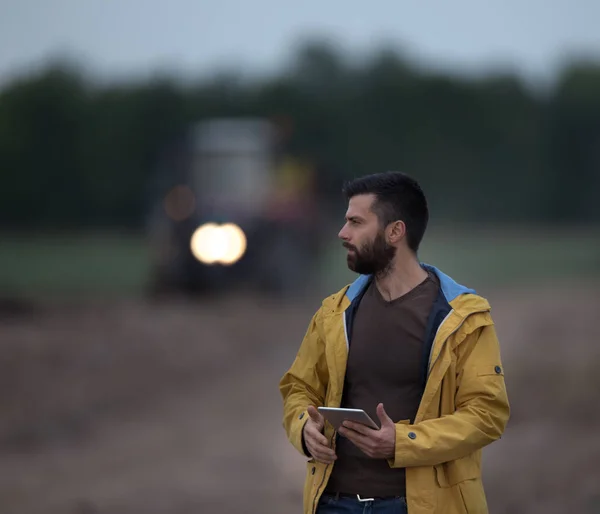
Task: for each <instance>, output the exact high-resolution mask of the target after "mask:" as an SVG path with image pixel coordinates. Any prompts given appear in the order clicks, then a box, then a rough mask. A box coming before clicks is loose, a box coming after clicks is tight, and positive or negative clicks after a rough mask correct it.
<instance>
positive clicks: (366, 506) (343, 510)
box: [317, 493, 408, 514]
mask: <svg viewBox="0 0 600 514" xmlns="http://www.w3.org/2000/svg"><path fill="white" fill-rule="evenodd" d="M361 499H362V500H363V501H361V500H359V498H358V497H356V496H336V495H331V494H327V493H324V494H323V496H321V498H320V500H319V505H318V506H317V514H338V513H339V514H342V513H343V514H408V510H407V508H406V498H404V497H401V496H398V497H396V498H375V499H374V500H367V501H365V499H364V498H361Z"/></svg>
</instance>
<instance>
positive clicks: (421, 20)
mask: <svg viewBox="0 0 600 514" xmlns="http://www.w3.org/2000/svg"><path fill="white" fill-rule="evenodd" d="M369 4H370V6H369V7H367V5H369ZM311 34H315V35H320V36H322V35H325V36H327V37H331V38H332V39H334V40H335V41H336V42H338V43H340V44H341V45H343V47H345V48H347V50H348V51H349V52H356V53H357V55H358V53H359V52H361V51H364V50H366V49H368V48H369V47H372V46H374V45H377V44H378V43H379V42H381V41H393V42H397V43H398V45H402V47H403V48H404V49H406V50H408V51H409V52H410V53H411V54H412V55H414V56H415V57H418V58H419V60H420V61H421V62H422V63H424V64H426V65H430V64H431V65H434V66H441V67H447V68H454V69H458V70H465V71H470V72H475V73H479V72H481V71H484V70H487V69H490V68H491V67H493V66H495V65H496V64H501V65H503V66H505V67H506V66H510V67H512V68H513V69H516V70H517V71H519V72H520V73H523V74H525V75H526V76H528V77H538V76H539V77H545V78H547V77H551V76H552V74H553V71H554V70H555V69H556V66H557V65H560V64H561V63H562V61H563V59H564V58H565V56H567V55H569V54H570V53H572V52H579V53H581V52H583V53H586V54H592V55H596V56H599V57H600V0H496V1H494V2H492V1H486V0H371V1H370V2H368V1H367V0H360V1H354V0H320V1H317V0H302V1H301V2H298V1H295V2H291V1H289V0H288V1H286V0H168V1H167V0H164V1H162V2H159V1H157V0H0V81H2V82H6V80H9V79H10V78H11V77H12V76H14V74H16V73H20V72H22V71H24V70H27V69H28V68H29V67H31V66H37V65H39V64H40V63H43V62H44V60H45V59H46V58H47V57H48V56H51V55H57V54H59V53H68V54H70V55H73V56H76V57H77V58H78V59H79V60H80V61H81V62H83V63H85V64H86V66H87V67H88V68H89V69H90V70H91V71H94V72H98V73H100V74H102V75H103V76H106V77H112V76H128V75H136V74H139V73H147V72H149V71H151V70H156V69H158V68H167V69H170V70H173V71H176V72H177V73H179V74H182V75H184V76H198V75H201V74H204V73H206V72H210V71H211V70H213V69H214V68H215V67H225V66H228V65H230V64H232V65H237V64H240V65H243V68H244V69H245V70H247V71H250V72H256V71H259V72H260V71H263V70H264V71H268V70H273V69H276V68H277V67H278V66H279V65H280V64H281V63H282V62H285V59H286V58H288V57H289V55H290V53H291V52H292V51H293V48H294V45H295V43H297V42H298V41H299V40H300V39H301V38H302V37H304V36H307V35H311Z"/></svg>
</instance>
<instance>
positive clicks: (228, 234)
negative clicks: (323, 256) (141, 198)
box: [147, 118, 321, 295]
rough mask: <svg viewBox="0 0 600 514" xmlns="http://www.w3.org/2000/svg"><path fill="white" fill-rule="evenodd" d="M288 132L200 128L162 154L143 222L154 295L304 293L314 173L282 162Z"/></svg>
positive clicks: (317, 204)
mask: <svg viewBox="0 0 600 514" xmlns="http://www.w3.org/2000/svg"><path fill="white" fill-rule="evenodd" d="M285 127H286V125H282V124H278V123H275V122H273V121H271V120H267V119H263V118H218V119H208V120H203V121H200V122H197V123H194V124H192V125H190V126H189V127H187V129H186V130H185V131H184V133H183V135H182V136H181V137H179V138H178V139H177V141H175V142H174V144H171V145H170V146H169V148H168V151H166V152H164V153H163V155H162V158H161V160H160V164H159V166H158V170H157V176H156V180H155V181H154V187H153V194H152V201H151V206H150V209H149V216H148V220H147V228H148V234H149V241H150V246H151V249H152V251H151V254H152V267H151V269H152V271H151V274H152V277H151V283H152V289H153V290H154V291H155V292H156V291H160V292H166V291H178V292H183V293H217V292H225V291H232V290H236V289H240V288H248V287H249V288H250V289H252V290H258V291H261V292H267V293H274V294H278V295H291V294H294V292H299V291H300V289H302V288H303V287H304V286H307V285H308V284H309V282H310V280H309V277H311V276H312V275H313V274H314V271H315V269H316V267H317V266H318V257H319V254H320V241H321V237H320V220H319V214H318V213H319V205H318V204H319V202H318V201H317V196H318V195H317V192H316V188H315V180H314V178H315V177H314V175H315V173H314V167H313V166H312V165H311V164H310V162H307V161H305V160H303V159H301V158H300V157H298V156H295V155H293V154H292V153H290V152H289V150H288V148H289V146H288V143H289V141H290V137H289V131H287V130H286V128H285Z"/></svg>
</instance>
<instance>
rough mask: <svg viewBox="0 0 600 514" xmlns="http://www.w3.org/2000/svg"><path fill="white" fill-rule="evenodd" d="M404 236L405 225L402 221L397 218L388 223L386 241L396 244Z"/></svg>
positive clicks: (392, 243)
mask: <svg viewBox="0 0 600 514" xmlns="http://www.w3.org/2000/svg"><path fill="white" fill-rule="evenodd" d="M404 236H406V225H405V224H404V222H403V221H401V220H397V221H393V222H392V223H390V225H389V227H388V241H389V242H390V244H396V243H398V242H399V241H401V240H402V239H403V238H404Z"/></svg>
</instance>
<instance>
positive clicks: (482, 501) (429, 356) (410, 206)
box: [279, 172, 509, 514]
mask: <svg viewBox="0 0 600 514" xmlns="http://www.w3.org/2000/svg"><path fill="white" fill-rule="evenodd" d="M345 193H346V196H347V198H348V202H349V203H348V210H347V212H346V223H345V225H344V226H343V228H342V230H341V231H340V233H339V237H340V238H341V240H342V241H343V246H344V247H345V248H346V249H347V250H348V254H347V261H348V267H349V268H350V269H351V270H353V271H355V272H356V273H358V274H359V277H358V278H357V279H356V281H355V282H354V283H353V284H351V285H350V286H346V287H344V288H343V289H342V290H341V291H339V292H338V293H336V294H334V295H332V296H330V297H328V298H326V299H325V300H324V301H323V303H322V305H321V307H320V309H319V310H318V311H317V312H316V314H315V315H314V317H313V319H312V321H311V323H310V326H309V327H308V330H307V332H306V335H305V337H304V340H303V341H302V344H301V346H300V349H299V351H298V354H297V356H296V359H295V360H294V362H293V364H292V366H291V368H290V369H289V370H288V371H287V372H286V373H285V375H284V376H283V378H282V379H281V382H280V384H279V386H280V392H281V394H282V397H283V402H284V416H283V424H284V427H285V430H286V432H287V436H288V438H289V440H290V441H291V443H292V444H293V445H294V446H295V447H296V448H297V449H298V451H300V452H301V453H302V454H303V455H305V456H306V457H309V458H310V460H309V461H308V463H307V476H306V483H305V488H304V513H305V514H309V513H312V514H314V513H315V512H318V513H320V514H326V513H333V512H357V513H358V512H363V509H364V508H365V507H366V506H370V507H371V508H372V511H373V512H381V513H386V512H390V513H391V512H409V513H410V514H421V513H435V514H442V513H448V514H453V513H467V512H468V513H469V514H476V513H482V514H483V513H487V512H488V510H487V503H486V499H485V494H484V490H483V486H482V481H481V449H482V448H483V447H484V446H486V445H488V444H490V443H492V442H493V441H495V440H496V439H498V438H499V437H500V436H501V435H502V433H503V431H504V429H505V426H506V424H507V421H508V418H509V404H508V399H507V394H506V388H505V384H504V370H503V367H502V363H501V359H500V351H499V345H498V339H497V337H496V332H495V328H494V323H493V321H492V318H491V315H490V305H489V303H488V302H487V301H486V300H485V299H484V298H482V297H480V296H478V295H477V294H476V293H475V291H473V290H471V289H467V288H466V287H464V286H461V285H459V284H457V283H456V282H454V281H453V280H452V279H451V278H450V277H448V276H446V275H445V274H443V273H442V272H441V271H439V270H437V269H436V268H435V267H433V266H429V265H425V264H421V263H420V262H419V260H418V258H417V251H418V248H419V244H420V243H421V240H422V238H423V235H424V233H425V229H426V227H427V223H428V218H429V214H428V208H427V201H426V199H425V196H424V194H423V192H422V190H421V188H420V187H419V185H418V184H417V182H416V181H415V180H414V179H412V178H410V177H409V176H407V175H405V174H403V173H398V172H388V173H381V174H376V175H369V176H366V177H362V178H359V179H357V180H355V181H353V182H350V183H349V184H347V185H346V187H345ZM318 406H330V407H340V406H341V407H350V408H359V409H364V410H365V411H366V412H367V413H368V414H369V415H370V416H371V418H372V419H374V420H379V425H380V428H379V429H378V430H374V429H372V428H369V427H366V426H364V425H361V424H358V423H352V422H345V423H344V424H345V425H346V426H345V427H343V428H340V429H339V433H336V432H335V431H334V429H333V427H332V426H331V424H329V423H327V422H325V420H324V419H323V417H322V416H321V415H320V413H319V412H318V411H317V407H318ZM367 511H369V512H370V511H371V510H368V509H367V510H364V512H367Z"/></svg>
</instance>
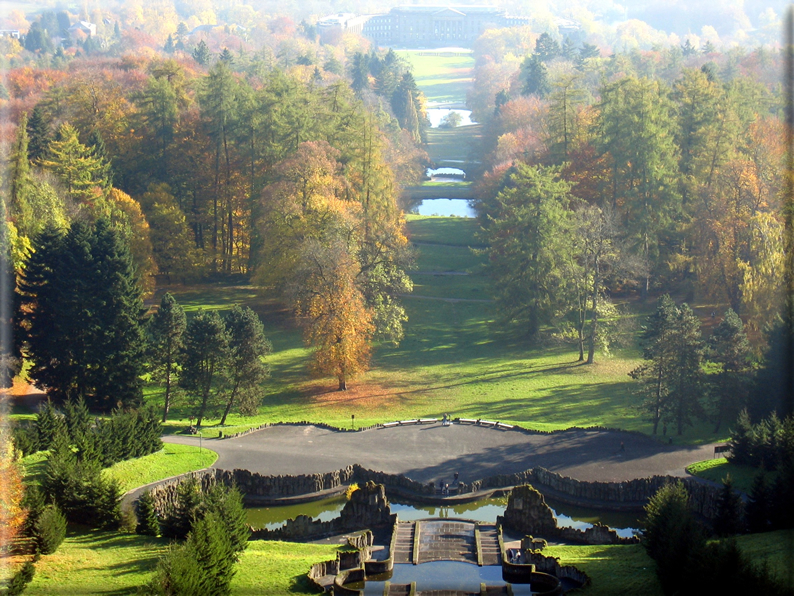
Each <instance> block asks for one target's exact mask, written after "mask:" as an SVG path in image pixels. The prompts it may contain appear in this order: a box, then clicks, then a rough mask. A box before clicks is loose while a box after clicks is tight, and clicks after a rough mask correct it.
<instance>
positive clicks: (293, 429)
mask: <svg viewBox="0 0 794 596" xmlns="http://www.w3.org/2000/svg"><path fill="white" fill-rule="evenodd" d="M165 441H167V442H171V443H182V444H189V445H193V444H195V445H197V444H198V439H197V438H194V437H185V436H169V437H166V438H165ZM621 441H622V442H623V443H624V445H625V452H624V453H621V452H620V443H621ZM204 446H205V447H207V448H209V449H212V450H214V451H217V452H218V454H219V457H218V460H217V462H216V463H215V465H214V467H217V468H222V469H227V470H231V469H234V468H244V469H248V470H251V471H252V472H259V473H260V474H265V475H277V474H306V473H316V472H330V471H332V470H338V469H339V468H342V467H345V466H347V465H350V464H354V463H358V464H361V465H362V466H364V467H366V468H370V469H372V470H379V471H384V472H389V473H397V474H404V475H406V476H408V477H409V478H412V479H414V480H418V481H420V482H429V481H431V480H432V481H434V482H438V481H439V480H442V479H447V480H449V479H450V478H451V476H452V475H453V474H454V473H455V472H458V473H459V474H460V479H461V480H462V481H464V482H471V481H472V480H477V479H480V478H485V477H487V476H493V475H495V474H500V473H512V472H520V471H524V470H527V469H529V468H532V467H535V466H543V467H544V468H547V469H549V470H553V471H555V472H558V473H560V474H563V475H565V476H571V477H573V478H578V479H580V480H590V481H593V480H600V481H618V480H630V479H633V478H641V477H645V476H651V475H655V474H660V475H665V474H667V475H671V476H684V475H685V474H686V472H685V470H684V468H685V467H686V466H687V465H688V464H690V463H692V462H696V461H701V460H704V459H708V458H710V457H711V456H712V454H713V452H714V451H713V446H712V445H704V446H701V447H691V446H674V445H663V444H661V443H659V442H658V441H655V440H654V439H651V438H650V437H646V436H642V435H637V434H633V433H623V432H611V431H583V430H571V431H564V432H560V433H555V434H551V435H533V434H526V433H523V432H519V431H503V430H495V429H492V428H486V427H478V426H468V425H452V426H441V424H440V423H439V424H432V425H429V424H428V425H422V426H401V427H393V428H386V429H373V430H367V431H364V432H358V433H341V432H333V431H329V430H324V429H320V428H317V427H315V426H274V427H271V428H267V429H264V430H261V431H257V432H254V433H251V434H249V435H246V436H243V437H239V438H236V439H224V440H217V439H216V440H206V439H205V440H204Z"/></svg>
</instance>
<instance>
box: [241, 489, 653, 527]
mask: <svg viewBox="0 0 794 596" xmlns="http://www.w3.org/2000/svg"><path fill="white" fill-rule="evenodd" d="M546 503H547V504H548V505H549V507H551V509H552V511H553V512H554V515H555V516H556V517H557V523H558V525H559V526H560V527H572V528H578V529H580V530H585V529H587V528H589V527H592V525H593V524H594V523H596V522H600V523H603V524H606V525H608V526H610V527H611V528H612V529H613V530H615V531H616V532H617V533H618V535H619V536H626V537H629V536H632V534H633V533H634V532H636V531H638V530H639V529H640V528H641V527H642V525H641V522H640V515H639V514H634V513H618V512H612V511H599V510H596V509H590V508H586V507H577V506H573V505H567V504H564V503H559V502H555V501H553V500H550V499H546ZM344 506H345V496H344V495H340V496H338V497H332V498H329V499H323V500H321V501H314V502H311V503H301V504H299V505H280V506H274V507H252V508H248V509H246V514H247V516H248V523H249V524H250V525H252V526H253V527H254V528H267V529H269V530H274V529H276V528H279V527H281V526H282V525H284V523H285V522H286V521H287V520H288V519H294V518H296V517H297V516H298V515H309V516H311V517H312V518H313V519H319V520H320V521H330V520H332V519H334V518H336V517H339V514H340V512H341V511H342V507H344ZM505 507H507V498H494V499H480V500H478V501H472V502H470V503H460V504H457V505H441V506H439V505H420V504H416V503H407V502H400V501H393V502H391V510H392V513H396V514H397V515H398V516H399V518H400V520H402V521H414V520H419V519H425V518H428V517H441V518H445V517H458V518H464V519H471V520H474V521H480V522H488V523H496V516H497V515H502V514H503V513H504V510H505Z"/></svg>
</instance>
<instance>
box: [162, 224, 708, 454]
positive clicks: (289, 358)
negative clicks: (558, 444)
mask: <svg viewBox="0 0 794 596" xmlns="http://www.w3.org/2000/svg"><path fill="white" fill-rule="evenodd" d="M476 230H477V228H476V223H475V222H474V221H472V220H466V219H457V218H438V217H414V216H411V217H410V218H409V220H408V231H409V234H410V237H411V240H412V241H413V242H415V243H417V251H418V259H417V269H416V270H415V272H413V273H412V279H413V281H414V283H415V289H414V295H413V296H407V297H405V298H404V299H403V302H404V304H405V308H406V312H407V314H408V317H409V320H408V323H407V324H406V335H405V338H404V340H403V341H402V342H401V343H400V345H399V346H393V345H391V344H384V345H380V346H377V348H376V350H375V353H374V357H373V362H372V365H373V366H372V370H371V371H370V372H369V373H367V374H365V375H363V376H362V377H361V378H360V379H358V380H355V381H354V382H352V383H351V385H350V387H351V388H350V390H349V391H347V392H345V393H340V392H337V391H334V390H333V389H334V382H333V381H332V380H331V379H325V380H312V379H309V378H308V375H307V372H306V365H307V363H308V359H309V356H310V354H309V351H308V350H307V349H306V348H305V347H304V346H303V343H302V340H301V335H300V331H299V330H298V329H296V328H295V327H294V325H293V324H292V323H291V322H290V319H289V317H288V316H286V313H285V312H284V311H283V309H280V308H279V307H278V306H277V305H276V303H274V302H273V301H272V300H269V299H265V298H261V297H260V296H259V294H258V293H257V292H256V290H255V289H254V288H249V287H247V286H234V287H231V288H229V291H228V293H227V292H226V291H225V289H224V288H223V287H222V286H209V287H208V288H207V289H206V291H204V292H202V291H201V288H185V289H181V288H179V287H178V286H176V287H174V288H172V291H173V292H174V294H175V295H176V297H177V299H178V300H179V301H180V302H181V303H185V304H187V305H188V307H189V308H190V310H191V311H195V310H196V309H197V308H199V307H205V308H217V309H226V308H229V307H230V306H231V304H233V303H235V302H236V301H239V302H241V303H244V304H248V305H250V306H252V308H254V309H255V310H257V311H258V312H259V313H260V315H261V316H262V318H263V320H264V322H265V328H266V333H267V334H268V336H269V337H270V339H271V341H272V342H273V345H274V353H273V355H272V356H270V357H269V358H268V362H269V364H270V366H271V369H272V374H271V379H270V380H269V381H267V382H266V384H265V386H264V388H263V392H264V398H263V402H262V404H263V405H262V407H261V408H260V412H259V414H258V415H257V416H254V417H251V418H244V417H242V416H239V415H234V416H231V417H230V418H229V420H228V427H227V428H226V429H224V430H225V432H236V431H238V430H242V429H244V428H249V427H251V426H255V425H259V424H262V423H263V422H274V421H301V420H311V421H322V422H326V423H330V424H336V425H339V426H344V425H347V424H349V420H350V416H351V414H355V415H356V420H357V422H358V423H359V424H361V425H366V424H372V423H376V422H386V421H389V420H394V419H400V418H408V417H417V416H438V415H441V413H443V412H451V413H452V414H453V415H455V416H461V417H469V418H479V417H489V418H493V419H497V420H500V421H504V422H509V423H517V424H521V425H525V426H528V427H532V428H536V429H540V430H553V429H562V428H568V427H571V426H594V425H601V426H608V427H618V428H625V429H633V430H642V431H645V432H648V431H649V430H650V426H649V424H648V423H647V422H645V420H644V417H643V415H642V414H641V413H640V412H639V411H638V410H637V409H636V408H635V407H634V406H635V404H636V398H635V397H634V395H633V394H632V382H631V380H630V379H629V377H628V372H629V371H630V370H631V369H632V368H634V367H635V366H636V365H637V363H638V351H637V349H636V347H633V346H632V345H629V346H628V347H627V348H626V349H622V350H617V351H616V352H615V354H614V355H612V356H609V357H606V356H601V355H600V356H599V357H598V359H597V363H596V364H595V365H593V366H583V365H581V364H579V363H577V361H576V358H577V354H576V352H575V351H574V349H573V346H572V345H570V344H560V343H547V344H546V345H531V344H529V343H528V342H526V341H525V340H522V339H520V338H515V337H512V336H510V335H508V334H506V333H503V332H502V331H501V330H500V328H499V327H498V326H496V325H495V324H494V322H493V321H494V318H495V312H494V307H493V304H492V303H490V302H488V300H490V298H491V296H490V293H489V291H488V283H489V281H488V278H487V277H486V276H485V275H484V274H483V272H482V263H483V257H482V256H481V255H478V254H475V253H474V252H472V251H471V249H470V248H469V246H472V245H476V244H477V243H478V239H477V237H476ZM433 242H437V243H438V244H434V243H433ZM450 271H452V272H463V273H468V275H434V274H430V275H428V274H427V273H428V272H430V273H432V272H450ZM420 296H425V298H421V297H420ZM442 298H443V300H442ZM633 333H634V331H631V330H630V331H629V332H628V334H629V335H630V336H632V337H633V335H632V334H633ZM632 337H629V338H628V339H629V340H631V339H632ZM629 343H631V342H629ZM160 399H161V398H160V395H159V391H158V390H157V389H156V388H150V389H149V400H150V401H152V402H158V401H159V400H160ZM172 413H173V418H174V420H173V421H172V422H171V424H173V425H174V427H184V426H187V424H188V422H187V416H188V414H189V411H188V409H187V408H186V407H185V406H184V405H177V406H175V407H174V408H173V410H172ZM209 424H212V420H210V422H209ZM207 432H208V433H214V432H215V429H214V427H210V428H208V429H207ZM679 440H683V441H684V442H690V443H691V442H702V441H706V440H713V437H712V436H709V435H708V433H707V432H706V430H705V428H704V427H698V428H696V429H690V430H689V431H687V434H685V435H684V437H683V439H678V438H676V442H679Z"/></svg>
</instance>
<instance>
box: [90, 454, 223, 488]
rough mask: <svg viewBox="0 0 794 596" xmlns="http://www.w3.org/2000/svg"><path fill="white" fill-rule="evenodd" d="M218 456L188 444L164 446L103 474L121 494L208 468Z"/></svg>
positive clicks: (117, 465) (125, 461)
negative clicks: (103, 474) (186, 472)
mask: <svg viewBox="0 0 794 596" xmlns="http://www.w3.org/2000/svg"><path fill="white" fill-rule="evenodd" d="M216 459H218V454H217V453H215V452H214V451H211V450H209V449H207V448H206V447H205V448H203V449H201V451H199V450H198V449H197V448H196V447H193V446H190V445H174V444H173V443H164V444H163V449H161V450H160V451H158V452H157V453H151V454H149V455H146V456H144V457H139V458H136V459H128V460H126V461H121V462H119V463H117V464H115V465H114V466H111V467H110V468H107V469H105V470H104V471H103V473H104V474H105V475H106V476H108V477H110V478H115V479H116V480H118V481H119V482H120V483H121V489H122V490H123V491H124V492H127V491H129V490H132V489H133V488H137V487H139V486H143V485H144V484H149V483H150V482H157V481H158V480H164V479H166V478H170V477H172V476H178V475H179V474H184V473H186V472H192V471H194V470H201V469H203V468H208V467H209V466H211V465H212V464H213V463H215V460H216Z"/></svg>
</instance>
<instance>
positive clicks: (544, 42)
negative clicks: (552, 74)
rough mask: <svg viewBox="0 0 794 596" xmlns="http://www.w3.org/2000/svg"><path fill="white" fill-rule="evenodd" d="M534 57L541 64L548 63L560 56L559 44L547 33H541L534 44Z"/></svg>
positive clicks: (556, 41)
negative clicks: (557, 56)
mask: <svg viewBox="0 0 794 596" xmlns="http://www.w3.org/2000/svg"><path fill="white" fill-rule="evenodd" d="M535 55H536V56H537V57H538V59H539V60H540V61H541V62H549V61H551V60H554V58H556V57H557V56H559V55H560V44H559V43H557V41H556V40H555V39H554V38H553V37H552V36H551V35H549V34H548V33H546V32H543V33H541V34H540V36H539V37H538V40H537V41H536V42H535Z"/></svg>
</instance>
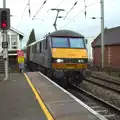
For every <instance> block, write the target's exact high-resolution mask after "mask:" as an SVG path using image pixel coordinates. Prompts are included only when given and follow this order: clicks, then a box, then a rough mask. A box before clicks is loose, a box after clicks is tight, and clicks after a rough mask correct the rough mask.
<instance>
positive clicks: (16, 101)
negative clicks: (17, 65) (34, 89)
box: [0, 73, 47, 120]
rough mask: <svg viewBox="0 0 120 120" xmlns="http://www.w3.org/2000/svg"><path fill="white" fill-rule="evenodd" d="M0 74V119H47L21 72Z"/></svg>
mask: <svg viewBox="0 0 120 120" xmlns="http://www.w3.org/2000/svg"><path fill="white" fill-rule="evenodd" d="M10 78H11V80H8V81H3V79H4V76H3V75H2V74H0V120H47V117H46V116H45V114H44V112H43V110H42V108H41V107H40V106H39V104H38V102H37V100H36V97H35V96H34V93H33V92H32V90H31V88H30V86H29V84H28V83H27V81H26V78H25V77H24V75H23V74H20V73H14V74H10Z"/></svg>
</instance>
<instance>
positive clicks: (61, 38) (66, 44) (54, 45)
mask: <svg viewBox="0 0 120 120" xmlns="http://www.w3.org/2000/svg"><path fill="white" fill-rule="evenodd" d="M52 47H62V48H63V47H64V48H66V47H69V43H68V38H61V37H53V38H52Z"/></svg>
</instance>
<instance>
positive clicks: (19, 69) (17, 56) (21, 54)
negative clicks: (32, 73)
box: [17, 50, 24, 73]
mask: <svg viewBox="0 0 120 120" xmlns="http://www.w3.org/2000/svg"><path fill="white" fill-rule="evenodd" d="M17 60H18V64H19V70H20V72H22V73H23V70H24V53H23V51H22V50H18V51H17Z"/></svg>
□ □ □ □ □ □ □
> Work instructions: Quote only what lies between the first line of the records and the line containing "positive clicks: (366, 506) (343, 510)", please, including both lines and excluding images.

> Response to the task:
Task: for each <instance>, output the exact high-resolution mask of the target after "mask:" as an SVG path with image pixel coordinates. Any prompts given appear in the order clicks, then a box, then a rough mask. A box coming before clicks is loose, a box coming after clicks is tight, and positive or negative clicks after a rough mask correct it.
<instance>
positive clicks: (366, 506) (343, 510)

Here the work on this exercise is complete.